Tekst źródłowy:
Rozegrał w barwach Puszczy Niepołomice – w rozgrywkach ligowych – 42 mecze, w których strzelił osiem bramek. To nie jest statystyka, którą Roman Stepankow będzie chwalił się w swoim CV. Niemniej jednak jego pierwsza runda – na wiosnę 2015 roku zapowiadała, że mocno zbudowany Ukrainiec poprowadzi zespół Puszczy do sukcesów. Stepankow strzelił sześć bramek oraz prezentował trudny dla obrońców styl gry: grał zdecydowanie, twardo, często na granicy przepisów (trzy żółte kartki), a także potrafił przytrzymać piłkę w strefie obronnej przeciwnika. Kolejny sezon, który miał potwierdzić jakość Stepankowa, zaczął się dla niego bardzo korzystnie. Napastnik strzelił dwie bramki w Pucharze Polski, a jedną w drugiej kolejce przeciwko Stali Mielec. Na kolejne trafienie czekał bardzo długo, bo do kwietnia 2016 roku. W międzyczasie na boisku walczył i gromadził żółte kartki. To napastnik (defensywny), który odpowiadałby koncepcji trenera Tomasza Tułacza. W sezonie 2016/2017, jesienią Ukrainiec zagrał tylko sześć minut przeciwko Olimpii Elbląg oraz pięć minut w Pucharze. Było jasne, że Stepankow odejdzie zimą. W nowym klubie prowadzić go będzie znany z gry w Ekstraklasie Adam Fedoruk.

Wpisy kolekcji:

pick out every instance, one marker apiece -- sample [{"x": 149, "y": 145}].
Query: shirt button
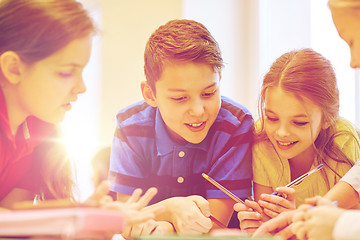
[
  {"x": 180, "y": 179},
  {"x": 181, "y": 153}
]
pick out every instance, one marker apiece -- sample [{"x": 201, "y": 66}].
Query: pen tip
[{"x": 320, "y": 166}]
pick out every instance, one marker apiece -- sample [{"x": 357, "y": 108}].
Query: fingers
[
  {"x": 276, "y": 224},
  {"x": 318, "y": 201},
  {"x": 273, "y": 204},
  {"x": 288, "y": 192},
  {"x": 299, "y": 230},
  {"x": 286, "y": 233},
  {"x": 135, "y": 196},
  {"x": 240, "y": 207},
  {"x": 140, "y": 229},
  {"x": 144, "y": 200},
  {"x": 249, "y": 220},
  {"x": 252, "y": 205}
]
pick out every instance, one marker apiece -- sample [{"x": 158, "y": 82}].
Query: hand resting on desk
[{"x": 133, "y": 209}]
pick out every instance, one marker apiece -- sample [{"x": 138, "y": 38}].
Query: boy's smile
[{"x": 188, "y": 98}]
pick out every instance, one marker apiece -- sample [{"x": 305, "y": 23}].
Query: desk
[{"x": 205, "y": 237}]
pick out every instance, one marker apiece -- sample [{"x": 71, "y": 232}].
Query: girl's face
[
  {"x": 291, "y": 125},
  {"x": 48, "y": 86}
]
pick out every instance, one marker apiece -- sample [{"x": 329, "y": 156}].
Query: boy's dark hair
[{"x": 180, "y": 41}]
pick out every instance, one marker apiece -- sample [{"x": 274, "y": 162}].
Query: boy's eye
[
  {"x": 65, "y": 74},
  {"x": 300, "y": 123},
  {"x": 271, "y": 119},
  {"x": 209, "y": 94},
  {"x": 178, "y": 99}
]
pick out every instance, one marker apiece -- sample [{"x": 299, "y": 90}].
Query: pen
[
  {"x": 220, "y": 224},
  {"x": 219, "y": 186},
  {"x": 301, "y": 178},
  {"x": 227, "y": 192}
]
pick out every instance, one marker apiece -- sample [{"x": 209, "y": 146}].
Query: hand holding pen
[{"x": 284, "y": 198}]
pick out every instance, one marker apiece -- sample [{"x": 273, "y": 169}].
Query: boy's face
[{"x": 188, "y": 98}]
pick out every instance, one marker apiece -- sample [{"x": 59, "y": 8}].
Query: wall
[{"x": 126, "y": 27}]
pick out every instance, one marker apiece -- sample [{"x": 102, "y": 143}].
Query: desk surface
[{"x": 204, "y": 237}]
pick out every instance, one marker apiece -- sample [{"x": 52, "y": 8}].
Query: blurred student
[
  {"x": 300, "y": 128},
  {"x": 44, "y": 47},
  {"x": 183, "y": 128},
  {"x": 100, "y": 165}
]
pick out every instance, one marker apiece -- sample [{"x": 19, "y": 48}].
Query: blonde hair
[{"x": 344, "y": 4}]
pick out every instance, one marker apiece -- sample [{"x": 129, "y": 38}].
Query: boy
[{"x": 183, "y": 128}]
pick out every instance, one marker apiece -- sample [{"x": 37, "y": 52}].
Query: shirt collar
[{"x": 165, "y": 144}]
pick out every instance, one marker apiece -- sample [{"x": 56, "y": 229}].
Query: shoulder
[
  {"x": 137, "y": 113},
  {"x": 346, "y": 134},
  {"x": 40, "y": 130},
  {"x": 344, "y": 125},
  {"x": 233, "y": 111}
]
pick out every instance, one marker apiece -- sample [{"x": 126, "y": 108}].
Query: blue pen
[{"x": 301, "y": 178}]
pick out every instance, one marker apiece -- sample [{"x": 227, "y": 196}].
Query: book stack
[{"x": 60, "y": 223}]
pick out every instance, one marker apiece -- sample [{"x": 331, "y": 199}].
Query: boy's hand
[
  {"x": 273, "y": 205},
  {"x": 280, "y": 226},
  {"x": 189, "y": 215},
  {"x": 133, "y": 209},
  {"x": 316, "y": 222},
  {"x": 249, "y": 220}
]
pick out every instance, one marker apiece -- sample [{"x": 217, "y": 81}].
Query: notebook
[{"x": 69, "y": 222}]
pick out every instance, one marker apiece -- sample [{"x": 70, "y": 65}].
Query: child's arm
[
  {"x": 222, "y": 210},
  {"x": 344, "y": 194}
]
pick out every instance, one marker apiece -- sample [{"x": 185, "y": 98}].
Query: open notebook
[{"x": 69, "y": 222}]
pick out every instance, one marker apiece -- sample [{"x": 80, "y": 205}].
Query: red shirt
[{"x": 18, "y": 164}]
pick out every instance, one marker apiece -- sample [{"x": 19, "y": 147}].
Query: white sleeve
[
  {"x": 347, "y": 226},
  {"x": 352, "y": 177}
]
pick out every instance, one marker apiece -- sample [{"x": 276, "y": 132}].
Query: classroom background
[{"x": 251, "y": 35}]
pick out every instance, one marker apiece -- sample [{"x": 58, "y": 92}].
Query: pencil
[
  {"x": 220, "y": 224},
  {"x": 219, "y": 186},
  {"x": 298, "y": 180}
]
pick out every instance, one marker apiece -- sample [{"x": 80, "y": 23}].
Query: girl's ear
[
  {"x": 10, "y": 64},
  {"x": 148, "y": 94},
  {"x": 326, "y": 124}
]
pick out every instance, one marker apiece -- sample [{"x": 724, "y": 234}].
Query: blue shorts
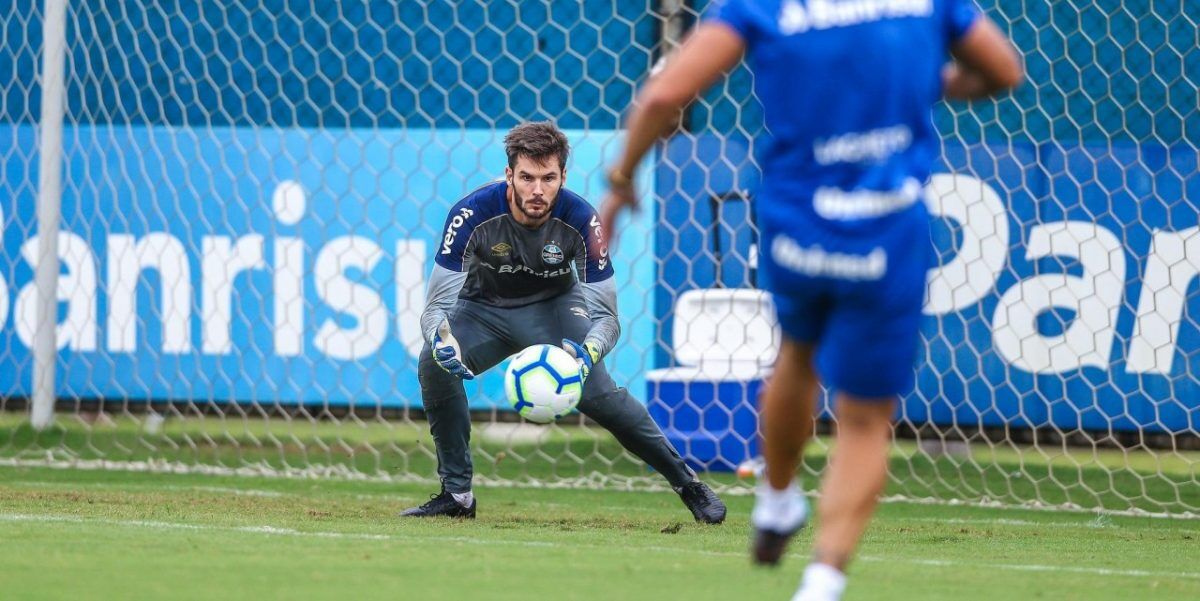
[{"x": 856, "y": 295}]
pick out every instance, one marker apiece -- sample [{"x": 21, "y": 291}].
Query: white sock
[
  {"x": 822, "y": 582},
  {"x": 465, "y": 499},
  {"x": 781, "y": 511}
]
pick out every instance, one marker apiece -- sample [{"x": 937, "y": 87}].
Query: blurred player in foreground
[
  {"x": 521, "y": 263},
  {"x": 846, "y": 88}
]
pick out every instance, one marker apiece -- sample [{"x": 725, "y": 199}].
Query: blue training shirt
[
  {"x": 511, "y": 265},
  {"x": 847, "y": 88}
]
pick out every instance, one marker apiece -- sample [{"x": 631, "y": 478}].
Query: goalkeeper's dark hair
[{"x": 537, "y": 140}]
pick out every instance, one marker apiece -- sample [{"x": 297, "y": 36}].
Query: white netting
[{"x": 253, "y": 192}]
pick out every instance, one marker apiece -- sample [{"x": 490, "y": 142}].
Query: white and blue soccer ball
[{"x": 543, "y": 383}]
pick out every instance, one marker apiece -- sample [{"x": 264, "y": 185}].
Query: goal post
[{"x": 252, "y": 194}]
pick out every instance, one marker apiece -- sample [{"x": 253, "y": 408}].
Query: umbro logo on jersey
[{"x": 552, "y": 254}]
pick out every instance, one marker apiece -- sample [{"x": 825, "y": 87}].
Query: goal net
[{"x": 252, "y": 194}]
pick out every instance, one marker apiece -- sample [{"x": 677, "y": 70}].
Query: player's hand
[
  {"x": 586, "y": 354},
  {"x": 621, "y": 197},
  {"x": 448, "y": 354}
]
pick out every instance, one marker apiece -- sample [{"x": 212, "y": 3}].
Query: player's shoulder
[
  {"x": 575, "y": 210},
  {"x": 484, "y": 203}
]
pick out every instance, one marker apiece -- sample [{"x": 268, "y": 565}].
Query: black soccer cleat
[
  {"x": 442, "y": 504},
  {"x": 705, "y": 504},
  {"x": 768, "y": 546}
]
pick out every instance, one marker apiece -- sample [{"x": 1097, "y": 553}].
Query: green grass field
[{"x": 83, "y": 534}]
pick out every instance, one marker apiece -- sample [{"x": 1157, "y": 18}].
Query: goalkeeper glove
[
  {"x": 448, "y": 354},
  {"x": 587, "y": 355}
]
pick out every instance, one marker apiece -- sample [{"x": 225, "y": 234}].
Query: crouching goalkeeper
[{"x": 503, "y": 281}]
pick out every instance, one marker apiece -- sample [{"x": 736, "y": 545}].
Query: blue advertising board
[
  {"x": 261, "y": 265},
  {"x": 1066, "y": 294}
]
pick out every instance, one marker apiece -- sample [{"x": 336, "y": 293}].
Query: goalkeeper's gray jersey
[{"x": 511, "y": 265}]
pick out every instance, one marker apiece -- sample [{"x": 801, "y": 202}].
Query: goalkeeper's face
[{"x": 534, "y": 187}]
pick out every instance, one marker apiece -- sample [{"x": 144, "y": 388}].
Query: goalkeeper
[{"x": 503, "y": 281}]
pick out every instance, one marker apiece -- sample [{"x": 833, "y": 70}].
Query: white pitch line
[
  {"x": 289, "y": 532},
  {"x": 1101, "y": 523}
]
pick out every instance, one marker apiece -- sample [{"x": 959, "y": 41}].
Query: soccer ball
[{"x": 543, "y": 383}]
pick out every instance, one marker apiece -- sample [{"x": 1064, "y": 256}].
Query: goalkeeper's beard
[{"x": 547, "y": 204}]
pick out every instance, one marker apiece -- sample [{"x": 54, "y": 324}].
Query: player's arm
[
  {"x": 708, "y": 52},
  {"x": 984, "y": 64},
  {"x": 451, "y": 260},
  {"x": 450, "y": 269},
  {"x": 439, "y": 298},
  {"x": 601, "y": 301}
]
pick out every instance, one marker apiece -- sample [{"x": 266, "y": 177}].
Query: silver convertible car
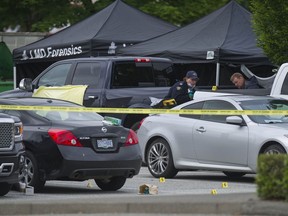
[{"x": 228, "y": 143}]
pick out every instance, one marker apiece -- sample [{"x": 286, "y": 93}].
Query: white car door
[{"x": 217, "y": 142}]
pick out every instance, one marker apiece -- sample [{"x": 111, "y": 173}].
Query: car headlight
[{"x": 18, "y": 129}]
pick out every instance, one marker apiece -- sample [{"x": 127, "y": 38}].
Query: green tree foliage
[
  {"x": 270, "y": 23},
  {"x": 42, "y": 15},
  {"x": 6, "y": 63}
]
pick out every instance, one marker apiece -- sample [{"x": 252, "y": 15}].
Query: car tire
[
  {"x": 234, "y": 174},
  {"x": 111, "y": 184},
  {"x": 4, "y": 188},
  {"x": 33, "y": 175},
  {"x": 274, "y": 149},
  {"x": 159, "y": 159}
]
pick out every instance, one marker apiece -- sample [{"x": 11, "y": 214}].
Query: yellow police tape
[{"x": 146, "y": 111}]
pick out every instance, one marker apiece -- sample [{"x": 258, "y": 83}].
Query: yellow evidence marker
[{"x": 213, "y": 192}]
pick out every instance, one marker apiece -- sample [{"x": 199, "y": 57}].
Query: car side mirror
[
  {"x": 234, "y": 120},
  {"x": 26, "y": 84}
]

Treść zadania 1:
Odpowiedz na podstawie tekstu o Stepankowie:
(a) Ile meczów ligowych rozegrał Stepankow w barwach Puszczy Niepołomice?
(b) Ile bramek strzelił w swojej pierwszej rundzie, wiosną 2015 roku?
(c) Kto poprowadzi go w nowym klubie?
Treść zadania 2:
Oceń, czy poniższe stwierdzenia są zgodne z tekstem o Stepankowie. Przy każdym podaj „tak” lub „nie” oraz dosłowny cytat, który o tym przesądza.
(a) W pierwszej rundzie Stepankow otrzymał trzy żółte kartki.
(b) Po bramce przeciwko Stali Mielec Stepankow szybko zdobył kolejną.
(c) Stepankow strzelił dwie bramki w Pucharze Polski.
Treść zadania 3: Podejmij tekst o Stepankowie i dopisz jego dalszy ciąg, zaczynając po ostatnim zdaniu.
Dane stanowią materiał odrębny od tekstu o Stepankowie.

Odpowiedź 1:
(a) 42 mecze.
(b) Sześć bramek.
(c) Adam Fedoruk.

Odpowiedź 2:
(a) Tak: „grał zdecydowanie, twardo, często na granicy przepisów (trzy żółte kartki)”.
(b) Nie: „Na kolejne trafienie czekał bardzo długo, bo do kwietnia 2016 roku.”
(c) Tak: „Napastnik strzelił dwie bramki w Pucharze Polski”.

Odpowiedź 3:
Roman Stepankow:
wiosna 2015: 15 meczów, wszystkie w wyjściowym składzie, dziesięć pełnych, 6 bramek (3 z karnych), 3 żółte.
sezon 2015/2016: 26 meczów, 14 w wyjściowym składzie, 11, już tylko 3 pełne, 2 bramki, 9 żółtych i 1 czerwona
jesień 2016:: 1 mecz, 6 minut.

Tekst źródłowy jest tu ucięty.